▶ Your goal:
Report each line below that contains the string "birch". Case counts.

▶ Data extract:
______________________________

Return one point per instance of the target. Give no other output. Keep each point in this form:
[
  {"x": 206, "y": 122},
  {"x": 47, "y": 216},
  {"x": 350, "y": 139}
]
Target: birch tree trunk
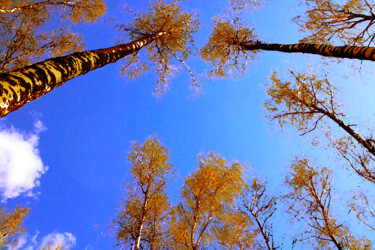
[
  {"x": 23, "y": 85},
  {"x": 355, "y": 52}
]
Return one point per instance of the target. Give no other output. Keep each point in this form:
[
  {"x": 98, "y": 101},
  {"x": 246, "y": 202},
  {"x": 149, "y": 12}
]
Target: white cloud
[
  {"x": 20, "y": 163},
  {"x": 64, "y": 240}
]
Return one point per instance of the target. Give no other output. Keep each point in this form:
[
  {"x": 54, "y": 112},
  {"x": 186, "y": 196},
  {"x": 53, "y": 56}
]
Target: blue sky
[{"x": 77, "y": 137}]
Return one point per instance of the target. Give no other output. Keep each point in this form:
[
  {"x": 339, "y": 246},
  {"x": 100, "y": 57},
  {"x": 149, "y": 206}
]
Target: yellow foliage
[
  {"x": 325, "y": 20},
  {"x": 11, "y": 225},
  {"x": 310, "y": 201},
  {"x": 224, "y": 48},
  {"x": 144, "y": 210},
  {"x": 177, "y": 28},
  {"x": 302, "y": 103},
  {"x": 207, "y": 196}
]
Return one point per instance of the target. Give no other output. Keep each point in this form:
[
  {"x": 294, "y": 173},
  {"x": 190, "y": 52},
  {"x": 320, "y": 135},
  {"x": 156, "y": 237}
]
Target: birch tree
[
  {"x": 326, "y": 21},
  {"x": 24, "y": 25},
  {"x": 207, "y": 195},
  {"x": 232, "y": 42},
  {"x": 144, "y": 210},
  {"x": 310, "y": 202},
  {"x": 165, "y": 30},
  {"x": 11, "y": 225}
]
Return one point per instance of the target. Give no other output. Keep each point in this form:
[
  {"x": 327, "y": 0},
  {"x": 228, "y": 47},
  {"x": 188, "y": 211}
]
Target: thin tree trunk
[
  {"x": 355, "y": 52},
  {"x": 35, "y": 5},
  {"x": 142, "y": 222},
  {"x": 23, "y": 85},
  {"x": 265, "y": 237}
]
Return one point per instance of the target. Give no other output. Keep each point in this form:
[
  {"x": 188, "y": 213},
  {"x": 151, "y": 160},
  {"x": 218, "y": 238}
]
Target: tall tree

______________________________

▶ Answer to this task:
Target: birch tree trunk
Target: birch tree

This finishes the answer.